=== What you have to do ===
With the line containing "Each instance receives a single keypoint. Tag the green" as the starting point, output every line of the data below through its final line, character for character.

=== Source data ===
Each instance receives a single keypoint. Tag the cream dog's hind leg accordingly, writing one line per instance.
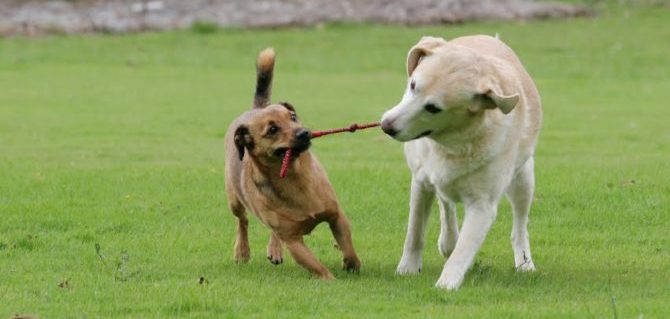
(448, 227)
(520, 195)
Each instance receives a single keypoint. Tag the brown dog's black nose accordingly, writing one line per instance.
(387, 127)
(303, 135)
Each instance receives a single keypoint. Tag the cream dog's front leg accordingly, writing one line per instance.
(421, 198)
(479, 217)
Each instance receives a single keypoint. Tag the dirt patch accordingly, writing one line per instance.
(33, 17)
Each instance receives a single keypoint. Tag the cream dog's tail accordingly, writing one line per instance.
(264, 69)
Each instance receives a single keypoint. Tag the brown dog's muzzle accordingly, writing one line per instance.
(301, 142)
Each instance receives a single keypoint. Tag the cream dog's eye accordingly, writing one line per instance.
(432, 108)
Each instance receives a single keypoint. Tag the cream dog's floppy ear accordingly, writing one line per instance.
(491, 96)
(424, 47)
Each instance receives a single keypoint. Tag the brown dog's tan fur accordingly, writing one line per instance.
(291, 207)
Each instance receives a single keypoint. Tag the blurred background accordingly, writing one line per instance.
(31, 17)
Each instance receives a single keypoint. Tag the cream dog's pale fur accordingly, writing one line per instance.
(470, 117)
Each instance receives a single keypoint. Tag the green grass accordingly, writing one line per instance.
(118, 141)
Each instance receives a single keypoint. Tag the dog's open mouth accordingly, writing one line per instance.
(295, 150)
(426, 133)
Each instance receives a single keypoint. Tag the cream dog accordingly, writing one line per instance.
(470, 117)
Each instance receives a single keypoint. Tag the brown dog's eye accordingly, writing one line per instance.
(273, 129)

=== Answer space ===
Each instance receives a single keypoint. Tag the green grass accordingly, writing one line per instance.
(118, 141)
Each instance receives a single keypoint. Tag the dog's open mouth accordingly, writing one line per instance.
(295, 150)
(426, 133)
Each instance receives a single keypoint. Tag the cream dog accordingly, writing one line per instance.
(470, 117)
Each instance receives a single keypoint. Tag the brown dog's eye accordingly, writing one line per instance.
(273, 129)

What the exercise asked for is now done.